TASK REQUIREMENTS => Reproduce the data that follows in its entirety, character for character.

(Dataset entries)
===============
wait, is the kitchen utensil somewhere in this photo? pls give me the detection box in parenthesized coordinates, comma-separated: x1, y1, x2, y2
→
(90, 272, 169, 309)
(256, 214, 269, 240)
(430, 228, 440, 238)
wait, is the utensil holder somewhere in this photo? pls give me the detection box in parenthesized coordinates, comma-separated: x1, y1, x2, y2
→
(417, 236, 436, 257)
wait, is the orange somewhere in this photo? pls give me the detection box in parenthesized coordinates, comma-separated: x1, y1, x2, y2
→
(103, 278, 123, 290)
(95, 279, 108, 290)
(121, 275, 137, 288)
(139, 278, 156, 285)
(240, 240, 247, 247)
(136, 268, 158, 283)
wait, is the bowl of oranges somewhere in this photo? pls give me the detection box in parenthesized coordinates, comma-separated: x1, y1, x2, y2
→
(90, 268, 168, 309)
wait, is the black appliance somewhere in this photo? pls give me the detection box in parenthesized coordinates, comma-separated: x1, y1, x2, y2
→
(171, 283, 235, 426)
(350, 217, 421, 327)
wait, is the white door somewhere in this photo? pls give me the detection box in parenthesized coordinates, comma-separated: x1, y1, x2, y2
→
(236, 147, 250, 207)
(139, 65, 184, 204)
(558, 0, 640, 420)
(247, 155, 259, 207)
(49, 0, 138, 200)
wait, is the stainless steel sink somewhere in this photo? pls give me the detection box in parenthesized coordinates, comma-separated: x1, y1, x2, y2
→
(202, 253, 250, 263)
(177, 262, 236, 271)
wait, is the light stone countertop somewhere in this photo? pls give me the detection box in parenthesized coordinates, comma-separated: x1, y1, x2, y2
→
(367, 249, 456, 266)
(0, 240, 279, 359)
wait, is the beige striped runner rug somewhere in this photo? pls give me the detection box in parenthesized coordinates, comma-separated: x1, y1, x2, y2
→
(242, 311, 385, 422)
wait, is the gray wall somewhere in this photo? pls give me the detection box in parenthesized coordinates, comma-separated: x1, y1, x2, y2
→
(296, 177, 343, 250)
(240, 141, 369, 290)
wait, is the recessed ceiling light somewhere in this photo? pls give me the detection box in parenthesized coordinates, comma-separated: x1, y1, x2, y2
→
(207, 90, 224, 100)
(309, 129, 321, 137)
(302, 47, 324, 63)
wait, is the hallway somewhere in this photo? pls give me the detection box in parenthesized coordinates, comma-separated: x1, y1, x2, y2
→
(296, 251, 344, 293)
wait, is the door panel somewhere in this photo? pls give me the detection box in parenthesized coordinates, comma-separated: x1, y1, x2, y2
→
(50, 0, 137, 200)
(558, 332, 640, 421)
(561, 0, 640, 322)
===============
EXERCISE OUTPUT =>
wait, is the kitchen utensil somewhere in this photo? pls give me the detection box in parenthesized coordinates, comma-separated: x1, y1, x2, y2
→
(90, 272, 169, 309)
(256, 214, 269, 240)
(430, 228, 440, 238)
wait, is the utensil holder somewhere in this photo? pls give me the detection box in parenthesized coordinates, comma-separated: x1, y1, x2, y2
→
(417, 236, 436, 257)
wait, is the orange somewhere in this photo? pls give me the detection box in parenthesized coordinates, comma-separated: x1, y1, x2, y2
→
(103, 278, 123, 290)
(95, 279, 108, 290)
(121, 275, 137, 288)
(139, 278, 156, 285)
(240, 240, 247, 247)
(136, 268, 158, 283)
wait, is the bowl of oranges somewhere in this photo? pls give me the detection box in parenthesized coordinates, comma-separated: x1, y1, x2, y2
→
(90, 268, 168, 309)
wait, is the black appliance somewhere in this photo? pls give me the detection box in parenthesized coordinates, comma-separated: x1, y1, x2, y2
→
(171, 283, 235, 426)
(350, 217, 421, 327)
wait, is the white door somewhere in this photo? pls give me the detection box in parenthesized coordinates, comma-separated: x1, y1, x2, y2
→
(236, 147, 250, 207)
(139, 65, 184, 204)
(558, 0, 640, 420)
(247, 155, 259, 207)
(49, 0, 138, 200)
wait, is the stainless steel sink somewhere in this photo? pls give me the detection box in parenthesized coordinates, comma-separated: x1, y1, x2, y2
→
(202, 253, 250, 263)
(177, 262, 236, 271)
wait, is the light stone countertop somewhere in this photo? pls give me the detection box in parenthesized coordinates, comma-separated: x1, y1, x2, y2
→
(367, 249, 456, 266)
(0, 240, 279, 359)
wait, is the beige striped runner rug somewhere in this photo? pls give me the detection box in parenthesized coordinates, comma-separated: x1, y1, x2, y2
→
(242, 311, 385, 422)
wait, is the gray wall somewhere in this photo? pls give me the detection box in parenthesized coordinates, comma-separated: x1, y1, x2, y2
→
(296, 177, 343, 250)
(240, 141, 369, 290)
wait, is the recessed ceiling light somewhere in this photo? pls give me the detection box in parenthesized coordinates, comma-separated: x1, y1, x2, y2
→
(207, 90, 224, 100)
(309, 129, 321, 137)
(302, 47, 324, 63)
wait, is the hallway somewhere in this photo? pls give me the detection box in parenthesized coordinates, comma-separated: x1, y1, x2, y2
→
(296, 251, 344, 293)
wait, is the door panel somewhere in this photo? pls give me the detection box in parenthesized coordinates, comma-separated: x1, y1, x2, y2
→
(50, 0, 137, 200)
(558, 332, 640, 421)
(561, 0, 640, 322)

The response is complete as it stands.